The fire was tended by the Vestal Virgins, a unique priesthood that began with two members, later increased to four, and eventually to six. Chosen by lot from patrician families, the Vestals served for thirty years, during which they ensured the flame never went out and performed rituals linked to domestic life. These included the ceremonial sweeping of the temple on June 15 and the preparation of sacred food for major festivals. As Vesta embodied the hearth, the flame symbolised both the life of every Roman household and the vitality of the state. Its eternal burning was believed to guarantee the goddess’s protection and the enduring strength of Rome itself.

=== Renewal ===

The fire was renewed every year on the Kalends of March. Plutarch's (c. 1st century AD) Parallel Lives records the Vestal Virgins’ use of burning mirrors to relight the fire:
If it (the fire) happens by any accident to be put out ... it is not to be lighted again from another fire, but new fire is to be gained by drawing a pure and unpolluted flame from the sunbeams. They kindle it generally with concave vessels of brass, formed by hollowing out an isosceles rectangular triangle, whose lines from the circumference meet in one single point. This being placed against the sun, causes its rays to converge in the centre, which, by reflection, acquiring the force and activity of fire, rarefy the air, and immediately kindle such light and dry matter as they think fit to apply. (tr. Langhorne 1821 1: 195)

Allowing the sacred fire to die out was regarded as a grave breach of duty; it implied that the goddess Vesta had withdrawn her protection from the city. Vestals guilty of this offence were punished by a scourging or a beating.

== The flame extinguished ==

The cult endured for over a millennium until it was formally suppressed during the Christianization of the empire. The Vestals were disbanded and the flame extinguished in the early 390s, likely in 394 CE, as part of edicts by Emperor Theodosius I against pagan worship.

In 410 CE, the city of Rome had fallen to a foreign enemy for the first time in almost 800 years, a major landmark in the fall of the Western Roman Empire. Zosimus, a Roman pagan historian, believed that Christianity, through its abandonment of the ancient traditional rites, had weakened the Empire's political virtues, and that the poor decisions of the Imperial government that led to the sack were due to the lack of the gods' care.

### [RAW DATA]
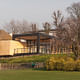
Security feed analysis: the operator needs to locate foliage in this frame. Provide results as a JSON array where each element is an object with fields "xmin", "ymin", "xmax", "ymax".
[
  {"xmin": 45, "ymin": 57, "xmax": 80, "ymax": 71},
  {"xmin": 76, "ymin": 60, "xmax": 80, "ymax": 71}
]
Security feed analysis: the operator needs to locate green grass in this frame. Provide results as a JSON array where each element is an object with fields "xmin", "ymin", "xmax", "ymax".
[
  {"xmin": 0, "ymin": 54, "xmax": 67, "ymax": 63},
  {"xmin": 0, "ymin": 69, "xmax": 80, "ymax": 80}
]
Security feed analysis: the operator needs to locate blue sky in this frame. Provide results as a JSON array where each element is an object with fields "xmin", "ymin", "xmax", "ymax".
[{"xmin": 0, "ymin": 0, "xmax": 80, "ymax": 24}]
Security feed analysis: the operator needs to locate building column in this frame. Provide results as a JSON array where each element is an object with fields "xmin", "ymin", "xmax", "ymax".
[{"xmin": 37, "ymin": 34, "xmax": 40, "ymax": 54}]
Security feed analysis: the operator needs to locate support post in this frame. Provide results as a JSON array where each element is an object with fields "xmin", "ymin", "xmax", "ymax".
[{"xmin": 37, "ymin": 33, "xmax": 40, "ymax": 54}]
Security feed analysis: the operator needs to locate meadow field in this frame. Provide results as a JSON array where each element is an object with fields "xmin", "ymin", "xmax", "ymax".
[{"xmin": 0, "ymin": 69, "xmax": 80, "ymax": 80}]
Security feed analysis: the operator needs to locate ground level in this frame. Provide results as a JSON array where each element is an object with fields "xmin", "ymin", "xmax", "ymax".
[{"xmin": 0, "ymin": 69, "xmax": 80, "ymax": 80}]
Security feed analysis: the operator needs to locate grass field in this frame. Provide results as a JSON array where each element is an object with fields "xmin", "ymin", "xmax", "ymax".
[
  {"xmin": 0, "ymin": 54, "xmax": 67, "ymax": 63},
  {"xmin": 0, "ymin": 69, "xmax": 80, "ymax": 80}
]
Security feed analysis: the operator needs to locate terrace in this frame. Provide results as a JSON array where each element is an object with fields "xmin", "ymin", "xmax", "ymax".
[{"xmin": 13, "ymin": 33, "xmax": 54, "ymax": 55}]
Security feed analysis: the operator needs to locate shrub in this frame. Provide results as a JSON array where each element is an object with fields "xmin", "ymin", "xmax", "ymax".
[
  {"xmin": 45, "ymin": 57, "xmax": 56, "ymax": 70},
  {"xmin": 76, "ymin": 60, "xmax": 80, "ymax": 71},
  {"xmin": 55, "ymin": 58, "xmax": 65, "ymax": 70},
  {"xmin": 64, "ymin": 58, "xmax": 76, "ymax": 71}
]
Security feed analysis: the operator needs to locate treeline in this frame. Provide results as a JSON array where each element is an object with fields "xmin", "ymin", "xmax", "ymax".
[{"xmin": 0, "ymin": 2, "xmax": 80, "ymax": 58}]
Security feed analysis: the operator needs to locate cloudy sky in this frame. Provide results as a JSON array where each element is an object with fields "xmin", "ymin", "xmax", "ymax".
[{"xmin": 0, "ymin": 0, "xmax": 80, "ymax": 24}]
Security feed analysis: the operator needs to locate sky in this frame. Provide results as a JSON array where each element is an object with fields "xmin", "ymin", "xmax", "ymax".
[{"xmin": 0, "ymin": 0, "xmax": 80, "ymax": 27}]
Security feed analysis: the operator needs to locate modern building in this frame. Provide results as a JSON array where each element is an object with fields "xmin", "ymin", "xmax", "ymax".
[{"xmin": 0, "ymin": 31, "xmax": 54, "ymax": 56}]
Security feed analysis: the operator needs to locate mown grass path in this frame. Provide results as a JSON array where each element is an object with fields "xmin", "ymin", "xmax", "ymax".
[{"xmin": 0, "ymin": 69, "xmax": 80, "ymax": 80}]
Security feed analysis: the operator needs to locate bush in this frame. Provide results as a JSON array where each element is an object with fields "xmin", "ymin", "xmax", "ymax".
[
  {"xmin": 46, "ymin": 57, "xmax": 77, "ymax": 71},
  {"xmin": 45, "ymin": 57, "xmax": 56, "ymax": 70},
  {"xmin": 55, "ymin": 58, "xmax": 65, "ymax": 70},
  {"xmin": 63, "ymin": 58, "xmax": 76, "ymax": 71},
  {"xmin": 76, "ymin": 60, "xmax": 80, "ymax": 71}
]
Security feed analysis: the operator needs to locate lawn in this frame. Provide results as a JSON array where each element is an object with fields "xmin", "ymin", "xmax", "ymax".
[
  {"xmin": 0, "ymin": 69, "xmax": 80, "ymax": 80},
  {"xmin": 0, "ymin": 54, "xmax": 67, "ymax": 63}
]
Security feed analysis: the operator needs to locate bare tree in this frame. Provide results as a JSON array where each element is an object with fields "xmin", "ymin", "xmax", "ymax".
[
  {"xmin": 67, "ymin": 2, "xmax": 80, "ymax": 58},
  {"xmin": 43, "ymin": 22, "xmax": 51, "ymax": 34},
  {"xmin": 30, "ymin": 23, "xmax": 38, "ymax": 32},
  {"xmin": 3, "ymin": 20, "xmax": 31, "ymax": 34}
]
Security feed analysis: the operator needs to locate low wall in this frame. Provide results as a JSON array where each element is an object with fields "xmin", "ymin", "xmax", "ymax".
[{"xmin": 0, "ymin": 63, "xmax": 44, "ymax": 70}]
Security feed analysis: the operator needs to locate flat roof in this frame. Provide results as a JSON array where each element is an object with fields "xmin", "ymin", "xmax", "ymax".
[{"xmin": 13, "ymin": 32, "xmax": 54, "ymax": 40}]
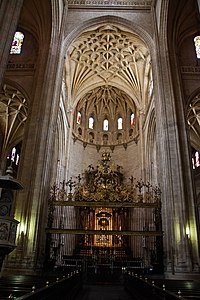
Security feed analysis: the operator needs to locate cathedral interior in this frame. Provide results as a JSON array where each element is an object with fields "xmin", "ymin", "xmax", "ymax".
[{"xmin": 0, "ymin": 0, "xmax": 200, "ymax": 299}]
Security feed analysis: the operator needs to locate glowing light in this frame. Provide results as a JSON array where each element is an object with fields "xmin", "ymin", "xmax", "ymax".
[{"xmin": 185, "ymin": 226, "xmax": 190, "ymax": 237}]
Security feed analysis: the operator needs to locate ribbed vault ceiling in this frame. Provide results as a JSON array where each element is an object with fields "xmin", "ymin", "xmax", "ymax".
[{"xmin": 65, "ymin": 25, "xmax": 152, "ymax": 110}]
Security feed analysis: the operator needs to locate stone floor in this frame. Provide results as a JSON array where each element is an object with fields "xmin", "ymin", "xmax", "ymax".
[{"xmin": 72, "ymin": 285, "xmax": 133, "ymax": 300}]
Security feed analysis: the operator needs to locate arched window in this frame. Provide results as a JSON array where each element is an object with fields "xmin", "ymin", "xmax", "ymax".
[
  {"xmin": 6, "ymin": 143, "xmax": 21, "ymax": 178},
  {"xmin": 194, "ymin": 35, "xmax": 200, "ymax": 58},
  {"xmin": 76, "ymin": 111, "xmax": 81, "ymax": 125},
  {"xmin": 192, "ymin": 149, "xmax": 200, "ymax": 169},
  {"xmin": 89, "ymin": 116, "xmax": 94, "ymax": 129},
  {"xmin": 117, "ymin": 117, "xmax": 122, "ymax": 130},
  {"xmin": 10, "ymin": 31, "xmax": 24, "ymax": 54},
  {"xmin": 103, "ymin": 119, "xmax": 108, "ymax": 131},
  {"xmin": 131, "ymin": 113, "xmax": 135, "ymax": 126}
]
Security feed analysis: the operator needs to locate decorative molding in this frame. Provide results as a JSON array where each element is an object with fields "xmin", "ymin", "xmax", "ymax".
[
  {"xmin": 181, "ymin": 66, "xmax": 200, "ymax": 74},
  {"xmin": 7, "ymin": 63, "xmax": 35, "ymax": 70},
  {"xmin": 68, "ymin": 0, "xmax": 153, "ymax": 9}
]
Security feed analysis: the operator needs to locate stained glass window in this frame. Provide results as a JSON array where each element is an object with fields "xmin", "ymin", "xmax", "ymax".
[
  {"xmin": 10, "ymin": 31, "xmax": 24, "ymax": 54},
  {"xmin": 117, "ymin": 117, "xmax": 122, "ymax": 130},
  {"xmin": 131, "ymin": 113, "xmax": 135, "ymax": 126},
  {"xmin": 89, "ymin": 117, "xmax": 94, "ymax": 129},
  {"xmin": 76, "ymin": 111, "xmax": 81, "ymax": 125},
  {"xmin": 192, "ymin": 149, "xmax": 200, "ymax": 169},
  {"xmin": 194, "ymin": 35, "xmax": 200, "ymax": 58},
  {"xmin": 103, "ymin": 119, "xmax": 108, "ymax": 131}
]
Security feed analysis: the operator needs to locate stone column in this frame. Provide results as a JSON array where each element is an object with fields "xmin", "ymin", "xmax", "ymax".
[
  {"xmin": 152, "ymin": 1, "xmax": 198, "ymax": 276},
  {"xmin": 5, "ymin": 0, "xmax": 70, "ymax": 274},
  {"xmin": 0, "ymin": 0, "xmax": 24, "ymax": 86}
]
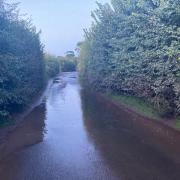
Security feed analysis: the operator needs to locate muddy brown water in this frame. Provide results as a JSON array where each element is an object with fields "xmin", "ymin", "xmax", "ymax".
[{"xmin": 0, "ymin": 73, "xmax": 180, "ymax": 180}]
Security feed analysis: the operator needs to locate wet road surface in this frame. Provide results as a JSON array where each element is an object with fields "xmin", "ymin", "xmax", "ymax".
[{"xmin": 0, "ymin": 73, "xmax": 180, "ymax": 180}]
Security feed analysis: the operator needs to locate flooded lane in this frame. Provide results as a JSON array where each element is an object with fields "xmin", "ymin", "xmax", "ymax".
[{"xmin": 0, "ymin": 73, "xmax": 180, "ymax": 180}]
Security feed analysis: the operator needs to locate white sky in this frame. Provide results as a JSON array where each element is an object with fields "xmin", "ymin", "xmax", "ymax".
[{"xmin": 9, "ymin": 0, "xmax": 110, "ymax": 55}]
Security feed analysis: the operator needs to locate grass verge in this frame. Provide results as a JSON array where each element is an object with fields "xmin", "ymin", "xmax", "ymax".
[{"xmin": 108, "ymin": 94, "xmax": 162, "ymax": 120}]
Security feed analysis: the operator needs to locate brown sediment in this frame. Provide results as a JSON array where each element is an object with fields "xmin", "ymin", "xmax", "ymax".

### [REQUIREMENT]
List every person named in the passage on the Vestal flame, leaving out the goddess Vesta.

### [EXERCISE RESULT]
- Plutarch, author of the Parallel Lives
- Langhorne, translator of the quoted passage (1821)
- Emperor Theodosius I, whose edicts against pagan worship ended the cult
- Zosimus, a Roman pagan historian